WRITTEN INSTRUCTION:
In the data below, find the line with "Mark the aerial farmland with a point." and output it along with every later line, exactly, but not the pictures.

## begin RECORDS TO PROCESS

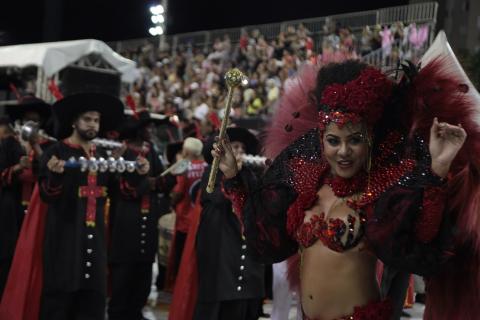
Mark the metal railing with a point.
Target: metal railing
(420, 13)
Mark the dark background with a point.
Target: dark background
(52, 20)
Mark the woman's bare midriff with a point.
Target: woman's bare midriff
(333, 283)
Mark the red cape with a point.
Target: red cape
(21, 298)
(186, 285)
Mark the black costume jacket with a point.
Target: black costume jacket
(74, 255)
(226, 271)
(134, 219)
(405, 224)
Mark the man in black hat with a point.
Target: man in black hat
(134, 239)
(231, 284)
(74, 249)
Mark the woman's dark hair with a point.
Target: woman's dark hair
(336, 73)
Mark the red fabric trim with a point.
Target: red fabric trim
(238, 197)
(28, 180)
(21, 298)
(430, 218)
(185, 291)
(51, 190)
(126, 189)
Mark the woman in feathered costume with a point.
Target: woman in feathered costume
(368, 168)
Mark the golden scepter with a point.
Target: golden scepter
(233, 78)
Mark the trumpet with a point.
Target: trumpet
(248, 160)
(31, 129)
(102, 165)
(177, 168)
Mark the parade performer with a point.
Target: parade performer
(134, 233)
(60, 262)
(367, 168)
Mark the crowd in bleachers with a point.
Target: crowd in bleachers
(189, 83)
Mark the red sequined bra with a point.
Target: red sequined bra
(331, 232)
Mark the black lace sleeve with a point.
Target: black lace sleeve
(265, 203)
(398, 225)
(264, 215)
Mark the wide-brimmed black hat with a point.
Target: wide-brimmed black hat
(66, 110)
(252, 145)
(28, 103)
(172, 150)
(132, 124)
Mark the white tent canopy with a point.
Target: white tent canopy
(54, 56)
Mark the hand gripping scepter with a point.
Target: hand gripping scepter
(233, 78)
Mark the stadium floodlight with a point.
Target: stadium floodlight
(156, 31)
(158, 9)
(158, 19)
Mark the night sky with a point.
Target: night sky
(107, 20)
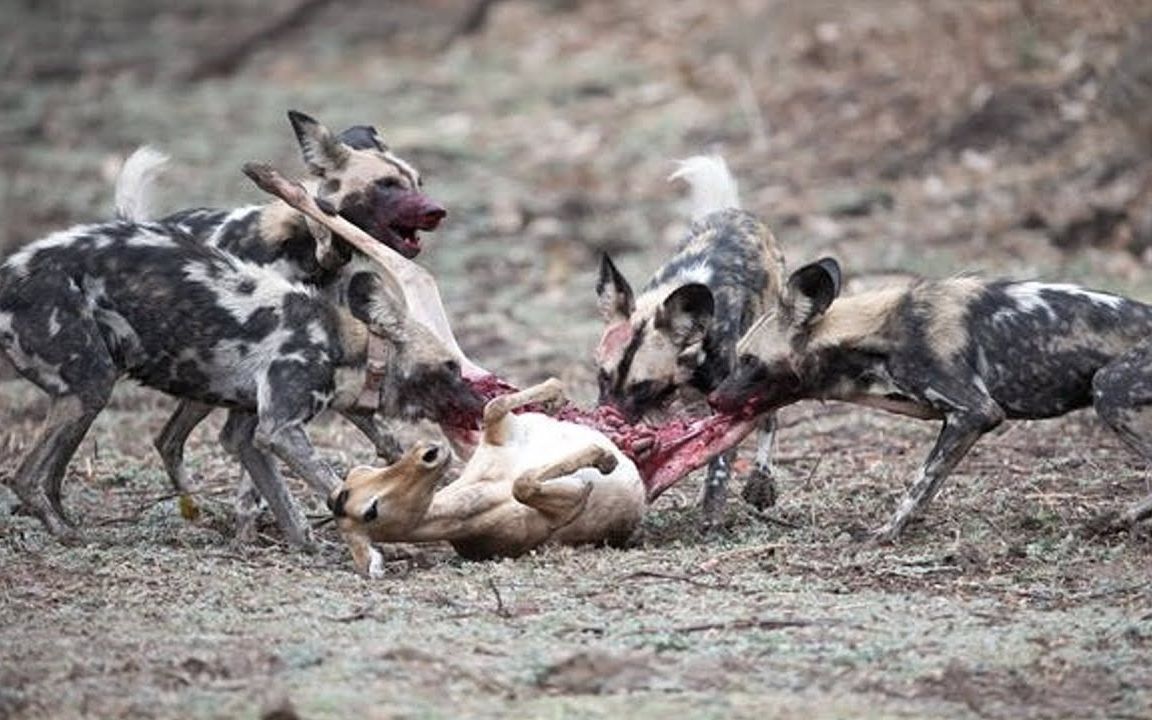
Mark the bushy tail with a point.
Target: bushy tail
(134, 184)
(710, 183)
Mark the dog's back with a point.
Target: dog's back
(165, 309)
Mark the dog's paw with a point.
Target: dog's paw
(759, 490)
(885, 535)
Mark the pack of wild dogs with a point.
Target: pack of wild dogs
(310, 302)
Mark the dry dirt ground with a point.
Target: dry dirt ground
(926, 136)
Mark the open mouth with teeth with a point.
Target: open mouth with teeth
(402, 239)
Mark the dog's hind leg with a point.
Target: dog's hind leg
(378, 433)
(760, 486)
(39, 478)
(59, 347)
(968, 414)
(1122, 396)
(171, 445)
(237, 437)
(715, 489)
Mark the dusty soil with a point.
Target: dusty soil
(900, 136)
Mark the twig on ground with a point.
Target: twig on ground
(228, 60)
(743, 623)
(740, 552)
(503, 612)
(775, 521)
(673, 576)
(992, 525)
(363, 612)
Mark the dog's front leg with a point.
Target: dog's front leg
(715, 489)
(290, 444)
(237, 438)
(39, 478)
(171, 445)
(374, 429)
(1122, 398)
(760, 486)
(960, 432)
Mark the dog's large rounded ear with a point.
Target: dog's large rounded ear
(363, 137)
(613, 293)
(812, 288)
(323, 151)
(686, 315)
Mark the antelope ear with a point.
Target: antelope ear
(687, 313)
(812, 288)
(614, 294)
(323, 151)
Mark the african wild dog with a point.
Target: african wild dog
(679, 335)
(85, 307)
(968, 351)
(532, 479)
(358, 175)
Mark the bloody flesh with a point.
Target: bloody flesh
(662, 453)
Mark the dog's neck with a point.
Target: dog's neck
(286, 232)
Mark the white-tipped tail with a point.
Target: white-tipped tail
(134, 184)
(710, 183)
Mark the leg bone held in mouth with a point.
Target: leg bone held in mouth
(662, 454)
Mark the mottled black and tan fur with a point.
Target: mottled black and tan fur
(85, 307)
(354, 172)
(968, 351)
(677, 336)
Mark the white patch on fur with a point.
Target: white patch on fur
(271, 288)
(316, 333)
(374, 563)
(711, 184)
(702, 272)
(150, 239)
(1029, 300)
(17, 262)
(235, 215)
(134, 183)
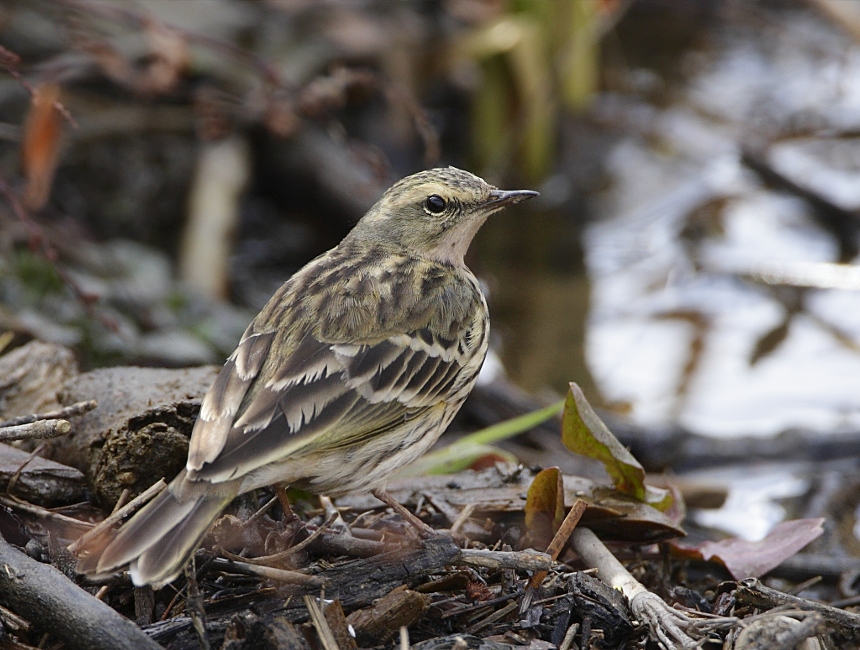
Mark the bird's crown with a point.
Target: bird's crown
(435, 213)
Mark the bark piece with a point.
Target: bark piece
(41, 481)
(31, 376)
(379, 622)
(139, 432)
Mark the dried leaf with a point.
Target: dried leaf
(745, 559)
(544, 510)
(40, 146)
(583, 432)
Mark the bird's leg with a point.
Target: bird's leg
(333, 515)
(284, 500)
(423, 529)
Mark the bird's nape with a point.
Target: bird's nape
(353, 369)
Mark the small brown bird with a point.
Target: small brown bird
(354, 368)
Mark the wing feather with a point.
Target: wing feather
(290, 388)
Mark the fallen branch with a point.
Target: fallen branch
(39, 592)
(271, 573)
(78, 408)
(523, 560)
(118, 515)
(669, 627)
(752, 592)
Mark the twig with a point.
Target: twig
(752, 592)
(492, 618)
(267, 560)
(35, 430)
(78, 408)
(279, 575)
(560, 539)
(422, 528)
(39, 511)
(663, 621)
(194, 606)
(10, 61)
(462, 518)
(321, 625)
(13, 481)
(117, 516)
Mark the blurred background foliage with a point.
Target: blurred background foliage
(161, 157)
(166, 164)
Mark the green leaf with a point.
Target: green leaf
(583, 432)
(463, 453)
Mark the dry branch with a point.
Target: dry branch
(39, 592)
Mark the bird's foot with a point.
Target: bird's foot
(423, 529)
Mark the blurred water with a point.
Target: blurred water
(681, 326)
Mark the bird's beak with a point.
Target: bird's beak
(502, 198)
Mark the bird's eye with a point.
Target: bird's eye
(435, 204)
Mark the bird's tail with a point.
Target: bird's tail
(157, 542)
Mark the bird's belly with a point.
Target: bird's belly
(361, 467)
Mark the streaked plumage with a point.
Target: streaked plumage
(354, 368)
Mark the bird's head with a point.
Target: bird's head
(435, 213)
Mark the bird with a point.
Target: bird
(354, 368)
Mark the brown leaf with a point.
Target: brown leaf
(745, 559)
(40, 146)
(583, 432)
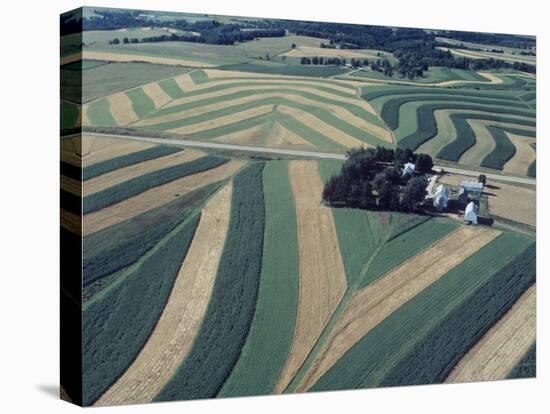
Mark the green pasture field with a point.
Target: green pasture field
(418, 330)
(118, 320)
(265, 350)
(227, 321)
(120, 76)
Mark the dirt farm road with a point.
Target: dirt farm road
(298, 153)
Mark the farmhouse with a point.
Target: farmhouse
(470, 214)
(441, 197)
(408, 169)
(472, 186)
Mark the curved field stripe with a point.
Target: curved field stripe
(266, 349)
(503, 152)
(134, 186)
(173, 336)
(171, 88)
(216, 122)
(527, 366)
(226, 324)
(121, 109)
(131, 172)
(484, 146)
(99, 113)
(70, 114)
(117, 323)
(525, 154)
(126, 160)
(503, 346)
(349, 113)
(156, 94)
(322, 274)
(390, 110)
(402, 334)
(142, 104)
(427, 126)
(407, 245)
(156, 197)
(388, 92)
(371, 305)
(116, 247)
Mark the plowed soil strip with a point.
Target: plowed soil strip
(322, 127)
(181, 318)
(155, 92)
(121, 57)
(223, 120)
(498, 351)
(124, 174)
(121, 109)
(525, 155)
(156, 197)
(322, 275)
(374, 303)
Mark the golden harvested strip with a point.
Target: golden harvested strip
(485, 143)
(524, 156)
(503, 346)
(121, 175)
(155, 197)
(103, 149)
(182, 316)
(322, 275)
(327, 130)
(372, 304)
(157, 95)
(274, 135)
(223, 120)
(71, 185)
(121, 109)
(71, 222)
(308, 51)
(339, 111)
(185, 82)
(121, 57)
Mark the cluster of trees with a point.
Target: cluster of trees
(371, 179)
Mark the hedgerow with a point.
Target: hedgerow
(527, 365)
(116, 325)
(104, 167)
(390, 109)
(447, 317)
(137, 185)
(503, 151)
(118, 246)
(427, 125)
(435, 355)
(227, 320)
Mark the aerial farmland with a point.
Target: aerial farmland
(258, 206)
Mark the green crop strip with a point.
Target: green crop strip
(427, 126)
(118, 246)
(113, 164)
(137, 185)
(484, 284)
(142, 104)
(527, 366)
(503, 151)
(117, 324)
(229, 315)
(266, 349)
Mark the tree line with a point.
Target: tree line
(371, 178)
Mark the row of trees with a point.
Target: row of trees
(372, 179)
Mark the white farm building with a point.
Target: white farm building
(470, 213)
(441, 197)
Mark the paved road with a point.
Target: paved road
(298, 153)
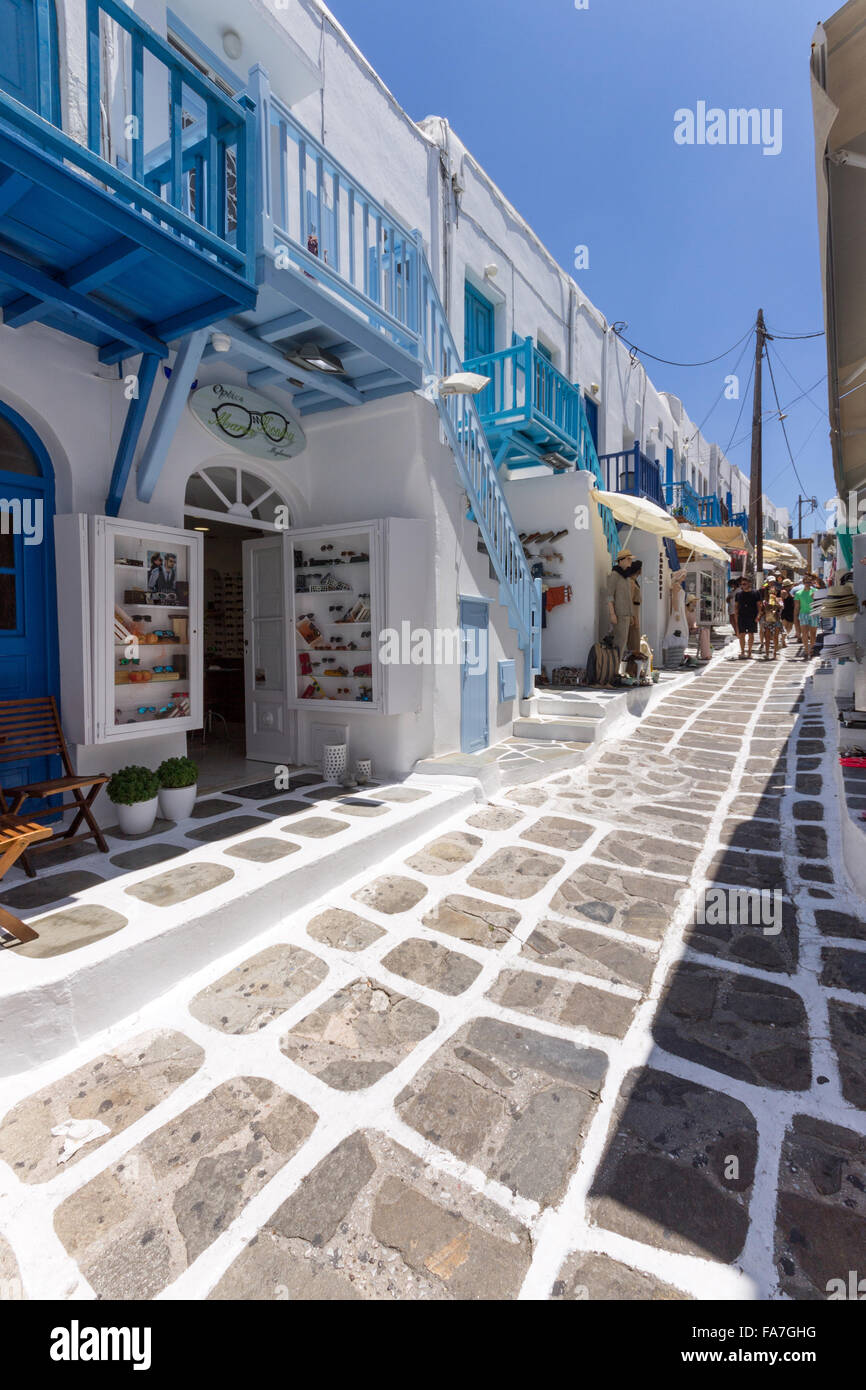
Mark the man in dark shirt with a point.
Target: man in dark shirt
(748, 603)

## end RECORDS TO PROCESS

RESULT BELOW:
Mark the aerial farmland with a point.
Target: aerial farmland
(258, 206)
Mark the green crop strip with a point.
Target: green crop strip
(427, 126)
(118, 246)
(113, 164)
(137, 185)
(484, 284)
(142, 104)
(527, 366)
(503, 151)
(117, 324)
(229, 315)
(266, 349)
Mark the tree line with a point.
Target: tree line
(371, 178)
Mark the row of trees with a point.
Target: row of trees
(372, 179)
Mark the white farm building with a point.
Target: white farm building
(470, 213)
(441, 197)
Mark the paved road with a point.
Target: paved road
(298, 153)
Mark the man in dark shirt with a point.
Target: man in dark shirt
(748, 603)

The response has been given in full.